**READING TEXT:**
%%

To Preserve from Desecration the Remains of 6000 Immigrants Who died of Ship Fever A.D. 1847-48 This Stone is erected by the Workmen of Messrs. Peto, Brassey and Betts Employed in the Construction of the Victoria Bridge A.D. 1859″ (inscription on the rock)
They were buried in mass graves in and around the area. Indeed it is believed to be the largest single Irish gravesite outside of Ireland.
A decade later as the contractors built the still standing Victoria Bridge for the Grand Trunk Railway, they erected the huge black rock as a memorial at the entrance to bridge and atop what is believed to be one of the mass graves.
The memorial however has been difficult to get to as it sits on a narrow median between the two busy roadways to and from the bridge.
The local Irish community has long lobbied for a park space for the memorial as a suitable and easier access site to commemorate those thousands of lost lives.
With plans to develop a light rail station in the area the effort has gained momentum as the stone is only a short distance from one of the pylons supporting the railway will be located a short distance away. Indeed as the large tube-like hole was created, the bone fragments of some 14 people were found in just that tiny area along with fragments of wood believed to be from coffins.

%%

**PROBLEMS AND TASKS:**
a - In the text about the Victoria Bridge memorial stone, where does the memorial sit that has made it difficult to get to?
b - Retype everything from "To Preserve from" down to "from the bridge." in the text about the memorial stone.

**DATASET SECTION:**

%%

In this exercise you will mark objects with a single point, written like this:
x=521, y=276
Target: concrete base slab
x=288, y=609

%%

**SOLUTION LIST:**
a - It sits on a narrow median between the two busy roadways to and from the bridge.

b -
To Preserve from Desecration the Remains of 6000 Immigrants Who died of Ship Fever A.D. 1847-48 This Stone is erected by the Workmen of Messrs. Peto, Brassey and Betts Employed in the Construction of the Victoria Bridge A.D. 1859″ (inscription on the rock)
They were buried in mass graves in and around the area. Indeed it is believed to be the largest single Irish gravesite outside of Ireland.
A decade later as the contractors built the still standing Victoria Bridge for the Grand Trunk Railway, they erected the huge black rock as a memorial at the entrance to bridge and atop what is believed to be one of the mass graves.
The memorial however has been difficult to get to as it sits on a narrow median between the two busy roadways to and from the bridge.